● Source excerpt
Puerto Rico: Mass layoffs provoke protests, strikes

By Bill Van Auken
5 October 2009

Puerto Rican workers and students have responded with protests and strikes to the September 25 announcement by the island’s government that it is laying off 17,000 public employees in response to its mounting fiscal crisis.

The layoffs are not only decimating the ranks of public workers, but will result in the shutdown of entire agencies, the cutback of social services and a sharp rise in unemployment in Puerto Rico.

According to the government’s own estimates, the layoffs will increase the unemployment rate from just under 16 percent—higher than any US state—to over 17 percent. This, however, is a rosy scenario, given that it factors in only the 17,000 layoffs and not their impact on the wider economy in terms of reduced consumption and the resulting additional job losses in the private sector.

Already, Puerto Rico’s poverty rate—some 45 percent of the population living below the federal poverty line—is far higher than that in the US, while the median income amounts to barely half that of the US population.

The massive layoffs announced last month are by no means the end of the Fortuño government’s austerity policy. It is anticipated that at least 30,000 public workers will lose their jobs, while the government has vowed to shut down some 40 agencies through a process of privatization and consolidation.

Elected last year as the candidate of the pro-statehood New Progressive Party of Puerto Rico (known by its Spanish acronym PNP), Luis Fortuño is the first governor affiliated to the US Republican Party in 40 years.

In March, just three months after taking office, Fortuño imposed a “Special Law Declaring a State of Fiscal Emergency,” or Public Law 7, unilaterally suspending for two years all collective bargaining rights and social protections for public employees, while mapping out plans for $2 billion in reductions in the territory’s annual budget. This means a 20 percent cut across the board.

● Data
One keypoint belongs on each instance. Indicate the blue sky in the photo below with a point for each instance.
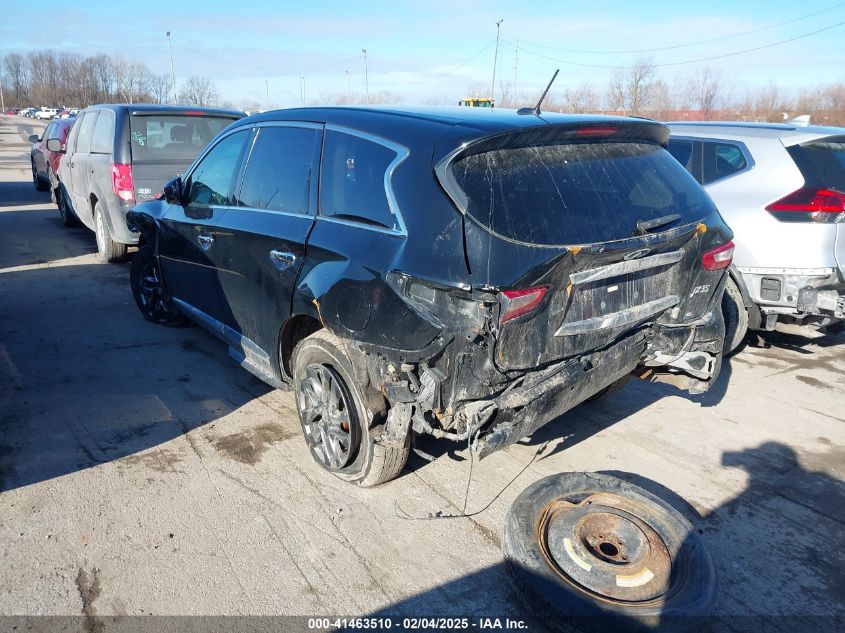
(435, 49)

● What to produce
Reproduce the passage of the Puerto Rico layoffs article from "Already, Puerto Rico’s" up to and including "privatization and consolidation.". The material has no connection to the Puerto Rico layoffs article.

● Answer in full
Already, Puerto Rico’s poverty rate—some 45 percent of the population living below the federal poverty line—is far higher than that in the US, while the median income amounts to barely half that of the US population.

The massive layoffs announced last month are by no means the end of the Fortuño government’s austerity policy. It is anticipated that at least 30,000 public workers will lose their jobs, while the government has vowed to shut down some 40 agencies through a process of privatization and consolidation.